§ **Goal of the exercise**: Can you rewrite the items as a numbered list with blank lines left out, starting with the line that contains "circle badge --all-instances" and going on through the line that contains "M 289 221 L"?

§ **Spatial annotation records**:
_ _ _ _ _ _ _
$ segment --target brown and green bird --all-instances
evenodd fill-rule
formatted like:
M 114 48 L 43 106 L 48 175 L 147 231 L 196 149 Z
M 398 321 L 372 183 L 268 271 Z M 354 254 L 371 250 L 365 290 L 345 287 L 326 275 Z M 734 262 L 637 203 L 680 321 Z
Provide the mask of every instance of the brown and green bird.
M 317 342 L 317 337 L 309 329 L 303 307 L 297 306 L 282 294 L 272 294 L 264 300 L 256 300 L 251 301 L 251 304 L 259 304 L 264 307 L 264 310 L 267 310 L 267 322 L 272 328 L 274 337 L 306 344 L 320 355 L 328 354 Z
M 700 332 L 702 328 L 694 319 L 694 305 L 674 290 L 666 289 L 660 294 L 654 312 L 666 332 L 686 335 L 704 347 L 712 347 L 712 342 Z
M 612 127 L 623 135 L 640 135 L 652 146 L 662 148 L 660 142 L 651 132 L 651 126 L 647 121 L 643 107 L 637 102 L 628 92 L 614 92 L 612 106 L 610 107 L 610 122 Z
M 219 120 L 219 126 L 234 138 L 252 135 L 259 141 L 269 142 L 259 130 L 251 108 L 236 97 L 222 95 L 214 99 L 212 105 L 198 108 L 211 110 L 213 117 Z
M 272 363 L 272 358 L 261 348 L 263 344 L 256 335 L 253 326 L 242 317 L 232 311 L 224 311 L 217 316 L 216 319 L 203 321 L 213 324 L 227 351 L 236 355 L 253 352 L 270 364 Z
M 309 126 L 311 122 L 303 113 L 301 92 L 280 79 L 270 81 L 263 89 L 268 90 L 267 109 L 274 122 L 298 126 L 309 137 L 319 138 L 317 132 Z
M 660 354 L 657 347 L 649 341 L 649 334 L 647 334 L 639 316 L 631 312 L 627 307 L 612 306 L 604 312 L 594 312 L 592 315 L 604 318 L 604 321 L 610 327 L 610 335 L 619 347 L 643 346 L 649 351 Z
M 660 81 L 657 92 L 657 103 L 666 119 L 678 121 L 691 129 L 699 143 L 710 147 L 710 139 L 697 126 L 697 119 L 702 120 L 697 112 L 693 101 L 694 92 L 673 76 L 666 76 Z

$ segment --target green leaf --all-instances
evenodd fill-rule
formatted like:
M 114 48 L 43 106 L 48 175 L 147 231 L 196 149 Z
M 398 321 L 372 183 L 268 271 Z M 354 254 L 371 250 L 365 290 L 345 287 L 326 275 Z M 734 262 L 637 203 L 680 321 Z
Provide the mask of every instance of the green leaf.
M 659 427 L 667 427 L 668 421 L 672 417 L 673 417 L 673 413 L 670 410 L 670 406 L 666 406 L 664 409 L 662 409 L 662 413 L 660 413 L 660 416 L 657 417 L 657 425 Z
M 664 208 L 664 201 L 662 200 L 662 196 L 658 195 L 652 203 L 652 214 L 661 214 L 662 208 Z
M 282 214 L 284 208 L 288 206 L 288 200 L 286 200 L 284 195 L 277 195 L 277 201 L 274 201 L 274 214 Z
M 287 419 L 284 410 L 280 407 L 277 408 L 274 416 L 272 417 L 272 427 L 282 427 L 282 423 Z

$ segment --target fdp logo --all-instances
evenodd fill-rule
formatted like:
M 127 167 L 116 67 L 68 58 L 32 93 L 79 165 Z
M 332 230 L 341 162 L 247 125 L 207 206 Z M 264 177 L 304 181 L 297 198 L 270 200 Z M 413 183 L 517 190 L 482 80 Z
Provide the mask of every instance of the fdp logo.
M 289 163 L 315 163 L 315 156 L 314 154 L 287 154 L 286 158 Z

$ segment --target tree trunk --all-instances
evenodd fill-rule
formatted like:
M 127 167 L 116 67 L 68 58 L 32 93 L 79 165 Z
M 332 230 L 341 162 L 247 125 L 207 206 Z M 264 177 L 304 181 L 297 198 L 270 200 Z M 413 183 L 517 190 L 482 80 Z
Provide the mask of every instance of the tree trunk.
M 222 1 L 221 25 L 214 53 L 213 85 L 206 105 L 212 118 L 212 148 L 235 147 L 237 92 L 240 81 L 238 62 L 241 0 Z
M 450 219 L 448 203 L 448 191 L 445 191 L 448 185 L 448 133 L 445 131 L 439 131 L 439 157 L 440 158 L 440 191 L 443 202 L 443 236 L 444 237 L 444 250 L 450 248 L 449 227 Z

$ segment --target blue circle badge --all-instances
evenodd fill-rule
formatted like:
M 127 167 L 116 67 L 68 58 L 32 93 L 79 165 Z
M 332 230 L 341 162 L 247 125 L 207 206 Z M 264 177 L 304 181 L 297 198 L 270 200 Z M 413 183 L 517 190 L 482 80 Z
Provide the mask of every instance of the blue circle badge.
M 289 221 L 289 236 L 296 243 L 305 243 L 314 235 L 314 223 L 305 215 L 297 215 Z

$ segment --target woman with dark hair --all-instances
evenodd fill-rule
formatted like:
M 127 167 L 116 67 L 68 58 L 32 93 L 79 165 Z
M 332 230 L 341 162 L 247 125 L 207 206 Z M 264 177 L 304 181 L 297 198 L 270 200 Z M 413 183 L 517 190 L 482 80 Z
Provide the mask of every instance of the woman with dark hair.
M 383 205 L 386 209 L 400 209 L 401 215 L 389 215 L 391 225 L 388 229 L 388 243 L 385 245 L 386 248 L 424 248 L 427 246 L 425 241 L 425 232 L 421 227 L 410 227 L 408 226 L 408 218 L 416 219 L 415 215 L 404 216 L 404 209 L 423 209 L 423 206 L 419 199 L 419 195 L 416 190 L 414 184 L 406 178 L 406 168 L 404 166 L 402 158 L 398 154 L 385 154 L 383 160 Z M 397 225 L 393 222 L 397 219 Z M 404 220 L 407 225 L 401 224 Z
_ _ _ _ _ _ _
§ **Exercise solution**:
1. $ segment --target blue circle badge --all-instances
2. evenodd fill-rule
3. formatted like:
4. M 127 167 L 116 67 L 68 58 L 32 93 L 79 165 Z
5. M 332 230 L 341 162 L 247 125 L 207 206 Z M 264 177 L 304 181 L 297 198 L 270 200 Z M 413 183 L 517 190 L 482 80 Z
6. Provide the mask of every instance of the blue circle badge.
7. M 289 221 L 289 236 L 296 243 L 305 243 L 314 235 L 314 223 L 305 215 L 297 215 Z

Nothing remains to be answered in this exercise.